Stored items
□ □ □
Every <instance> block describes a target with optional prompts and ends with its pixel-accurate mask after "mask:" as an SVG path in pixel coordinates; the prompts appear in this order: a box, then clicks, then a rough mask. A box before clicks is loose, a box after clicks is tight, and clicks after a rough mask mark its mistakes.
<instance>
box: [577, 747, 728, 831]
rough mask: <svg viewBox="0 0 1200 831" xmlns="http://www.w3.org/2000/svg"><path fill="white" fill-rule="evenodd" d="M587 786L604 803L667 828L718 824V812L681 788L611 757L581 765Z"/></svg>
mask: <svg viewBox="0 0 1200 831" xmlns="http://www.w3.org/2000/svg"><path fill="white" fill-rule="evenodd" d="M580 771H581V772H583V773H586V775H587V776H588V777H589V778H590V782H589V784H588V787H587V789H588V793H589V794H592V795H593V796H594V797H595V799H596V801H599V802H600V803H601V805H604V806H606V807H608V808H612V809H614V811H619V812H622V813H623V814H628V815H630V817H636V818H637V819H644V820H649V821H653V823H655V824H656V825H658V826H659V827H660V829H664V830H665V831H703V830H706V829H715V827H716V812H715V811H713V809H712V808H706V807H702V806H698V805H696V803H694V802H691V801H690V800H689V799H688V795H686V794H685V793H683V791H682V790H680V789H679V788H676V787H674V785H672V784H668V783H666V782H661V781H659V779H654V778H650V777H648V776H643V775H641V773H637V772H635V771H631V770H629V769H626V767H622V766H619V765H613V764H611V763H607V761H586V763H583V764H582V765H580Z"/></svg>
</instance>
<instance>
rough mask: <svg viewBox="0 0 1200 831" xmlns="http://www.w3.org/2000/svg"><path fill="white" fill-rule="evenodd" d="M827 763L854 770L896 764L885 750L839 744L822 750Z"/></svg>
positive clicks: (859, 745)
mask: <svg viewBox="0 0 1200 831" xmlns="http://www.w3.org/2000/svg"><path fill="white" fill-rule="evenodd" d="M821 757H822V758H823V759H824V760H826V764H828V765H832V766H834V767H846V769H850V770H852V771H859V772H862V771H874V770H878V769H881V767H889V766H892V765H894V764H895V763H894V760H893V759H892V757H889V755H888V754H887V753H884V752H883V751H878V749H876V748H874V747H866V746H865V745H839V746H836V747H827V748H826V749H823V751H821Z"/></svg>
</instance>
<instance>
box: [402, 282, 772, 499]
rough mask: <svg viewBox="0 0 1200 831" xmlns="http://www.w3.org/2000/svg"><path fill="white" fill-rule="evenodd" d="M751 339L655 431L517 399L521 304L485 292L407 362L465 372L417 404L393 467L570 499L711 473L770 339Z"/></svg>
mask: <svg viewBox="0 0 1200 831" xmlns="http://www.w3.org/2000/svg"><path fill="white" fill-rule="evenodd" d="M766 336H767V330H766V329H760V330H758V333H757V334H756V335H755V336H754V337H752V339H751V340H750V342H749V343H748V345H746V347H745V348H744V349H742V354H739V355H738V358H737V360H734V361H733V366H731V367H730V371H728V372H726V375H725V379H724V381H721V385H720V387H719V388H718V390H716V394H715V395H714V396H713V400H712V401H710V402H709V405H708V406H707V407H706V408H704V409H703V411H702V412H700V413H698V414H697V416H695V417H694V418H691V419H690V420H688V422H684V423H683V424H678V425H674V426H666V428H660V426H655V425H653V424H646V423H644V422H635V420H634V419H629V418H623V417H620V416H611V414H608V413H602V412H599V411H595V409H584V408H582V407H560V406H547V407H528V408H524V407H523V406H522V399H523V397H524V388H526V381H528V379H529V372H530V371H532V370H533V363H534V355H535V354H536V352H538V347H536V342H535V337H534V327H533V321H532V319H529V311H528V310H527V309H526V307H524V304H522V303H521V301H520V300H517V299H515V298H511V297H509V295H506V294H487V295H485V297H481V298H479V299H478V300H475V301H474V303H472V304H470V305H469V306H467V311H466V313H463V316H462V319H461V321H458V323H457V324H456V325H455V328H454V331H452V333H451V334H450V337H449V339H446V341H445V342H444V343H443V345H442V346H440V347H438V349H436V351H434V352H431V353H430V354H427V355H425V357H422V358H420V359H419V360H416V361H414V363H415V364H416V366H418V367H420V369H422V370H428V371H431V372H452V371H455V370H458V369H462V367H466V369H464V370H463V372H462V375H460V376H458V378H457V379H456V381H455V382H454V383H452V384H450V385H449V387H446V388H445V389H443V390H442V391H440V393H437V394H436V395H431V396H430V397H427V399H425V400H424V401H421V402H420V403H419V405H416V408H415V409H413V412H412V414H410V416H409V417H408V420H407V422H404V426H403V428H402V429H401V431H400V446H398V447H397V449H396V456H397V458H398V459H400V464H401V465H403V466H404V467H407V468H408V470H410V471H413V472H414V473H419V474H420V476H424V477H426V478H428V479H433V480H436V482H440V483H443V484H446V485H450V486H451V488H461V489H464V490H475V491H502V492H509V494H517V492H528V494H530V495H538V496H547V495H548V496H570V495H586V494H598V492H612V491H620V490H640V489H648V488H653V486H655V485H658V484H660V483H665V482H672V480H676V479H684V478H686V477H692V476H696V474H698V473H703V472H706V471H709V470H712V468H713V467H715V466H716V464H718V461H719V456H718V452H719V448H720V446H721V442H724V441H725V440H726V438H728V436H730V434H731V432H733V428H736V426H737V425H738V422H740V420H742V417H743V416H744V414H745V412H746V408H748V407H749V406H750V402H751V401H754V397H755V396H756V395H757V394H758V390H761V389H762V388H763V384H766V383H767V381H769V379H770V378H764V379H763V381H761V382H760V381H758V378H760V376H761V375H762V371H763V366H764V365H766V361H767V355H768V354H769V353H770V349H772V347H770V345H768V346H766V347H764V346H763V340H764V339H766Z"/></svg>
□ □ □
INSTRUCTIONS TO FOLLOW: The entries above must be output exactly, with every line preserved.

EXERCISE OUTPUT:
Every <instance> block describes a target with optional prompts and ends with its pixel-accurate mask after "mask:" as an SVG path in pixel coordinates; the prompts appear in this order: a box, then clicks, then a rough mask. A box before clicks is loose, a box after clicks is tight, and clicks after a rough mask mark its mistakes.
<instance>
box: [577, 747, 728, 831]
rough mask: <svg viewBox="0 0 1200 831" xmlns="http://www.w3.org/2000/svg"><path fill="white" fill-rule="evenodd" d="M587 786L604 803L667 828L718 824V812L681 788L611 757L581 765Z"/></svg>
mask: <svg viewBox="0 0 1200 831" xmlns="http://www.w3.org/2000/svg"><path fill="white" fill-rule="evenodd" d="M580 771H581V772H583V773H586V775H587V776H588V777H589V778H590V782H589V784H588V787H587V789H588V793H589V794H592V795H593V796H594V797H595V799H596V801H599V802H600V803H601V805H604V806H606V807H608V808H612V809H614V811H619V812H622V813H623V814H628V815H630V817H636V818H637V819H644V820H649V821H653V823H655V824H656V825H658V826H659V827H660V829H664V830H665V831H703V830H706V829H715V827H716V812H715V811H713V809H712V808H706V807H702V806H698V805H696V803H694V802H691V801H690V800H689V799H688V795H686V794H685V793H683V791H682V790H680V789H679V788H676V787H674V785H672V784H668V783H666V782H661V781H659V779H654V778H650V777H648V776H643V775H641V773H637V772H635V771H631V770H629V769H626V767H622V766H619V765H613V764H611V763H607V761H586V763H583V764H582V765H580Z"/></svg>
</instance>
<instance>
rough mask: <svg viewBox="0 0 1200 831" xmlns="http://www.w3.org/2000/svg"><path fill="white" fill-rule="evenodd" d="M827 763L854 770L896 764L885 750L839 744L822 750Z"/></svg>
positive clicks: (859, 745)
mask: <svg viewBox="0 0 1200 831" xmlns="http://www.w3.org/2000/svg"><path fill="white" fill-rule="evenodd" d="M821 757H822V758H823V759H824V760H826V764H828V765H832V766H834V767H846V769H850V770H852V771H859V772H862V771H874V770H878V769H881V767H889V766H892V765H894V764H895V763H894V760H893V759H892V757H889V755H888V754H887V753H884V752H883V751H878V749H876V748H874V747H866V746H865V745H839V746H836V747H827V748H826V749H823V751H821Z"/></svg>
</instance>
<instance>
box: [402, 282, 772, 499]
rough mask: <svg viewBox="0 0 1200 831" xmlns="http://www.w3.org/2000/svg"><path fill="white" fill-rule="evenodd" d="M751 339L655 431L517 399L521 304L485 292L407 362L465 372L417 404L393 467L570 499L711 473L770 339Z"/></svg>
mask: <svg viewBox="0 0 1200 831" xmlns="http://www.w3.org/2000/svg"><path fill="white" fill-rule="evenodd" d="M766 336H767V330H766V329H760V330H758V333H757V334H756V335H755V336H754V337H752V339H751V340H750V342H749V343H748V345H746V347H745V348H744V349H742V354H739V355H738V358H737V360H734V361H733V366H731V367H730V371H728V372H726V375H725V379H724V381H721V385H720V387H719V388H718V390H716V394H715V395H714V396H713V400H712V401H710V402H709V405H708V406H707V407H706V408H704V409H703V411H702V412H700V413H698V414H697V416H695V417H694V418H691V419H690V420H688V422H684V423H683V424H678V425H674V426H666V428H660V426H655V425H653V424H646V423H644V422H635V420H634V419H629V418H623V417H620V416H611V414H608V413H602V412H599V411H595V409H584V408H582V407H560V406H547V407H528V408H524V407H523V406H522V399H523V397H524V388H526V381H528V379H529V372H530V371H532V370H533V363H534V355H535V354H536V352H538V347H536V342H535V337H534V327H533V321H532V319H529V311H528V310H527V309H526V307H524V304H522V303H521V301H520V300H517V299H515V298H511V297H509V295H506V294H487V295H485V297H481V298H479V299H478V300H475V301H474V303H472V304H470V305H469V306H467V311H466V313H463V316H462V319H461V321H458V323H457V324H456V325H455V328H454V331H452V333H451V334H450V337H449V339H446V341H445V342H444V343H443V345H442V346H440V347H438V349H436V351H434V352H431V353H430V354H427V355H425V357H422V358H420V359H419V360H416V361H414V363H415V364H416V366H418V367H420V369H422V370H428V371H431V372H452V371H455V370H458V369H462V367H466V369H464V370H463V372H462V375H460V376H458V378H457V379H456V381H455V382H454V383H452V384H450V385H449V387H446V388H445V389H443V390H442V391H440V393H437V394H436V395H431V396H430V397H427V399H425V400H424V401H421V402H420V403H419V405H416V408H415V409H413V412H412V414H410V416H409V417H408V420H407V422H404V426H403V428H402V429H401V431H400V446H398V447H397V449H396V456H397V458H398V459H400V464H401V465H403V466H404V467H407V468H408V470H410V471H413V472H414V473H419V474H420V476H424V477H426V478H428V479H433V480H436V482H440V483H443V484H446V485H450V486H451V488H461V489H464V490H475V491H502V492H509V494H517V492H528V494H530V495H538V496H547V495H548V496H570V495H586V494H598V492H612V491H620V490H640V489H648V488H653V486H655V485H658V484H660V483H665V482H672V480H676V479H684V478H686V477H692V476H696V474H698V473H703V472H706V471H709V470H712V468H713V467H715V466H716V464H718V461H719V456H718V452H719V448H720V446H721V442H724V441H725V440H726V438H728V436H730V434H731V432H733V428H736V426H737V425H738V422H740V420H742V417H743V416H744V414H745V412H746V408H748V407H749V406H750V402H751V401H754V397H755V396H756V395H757V394H758V390H761V389H762V388H763V384H766V383H767V381H769V379H770V378H764V379H763V381H761V382H760V381H758V378H760V376H761V375H762V371H763V366H764V365H766V361H767V355H768V354H769V353H770V349H772V347H770V345H768V346H766V347H764V346H763V340H764V339H766Z"/></svg>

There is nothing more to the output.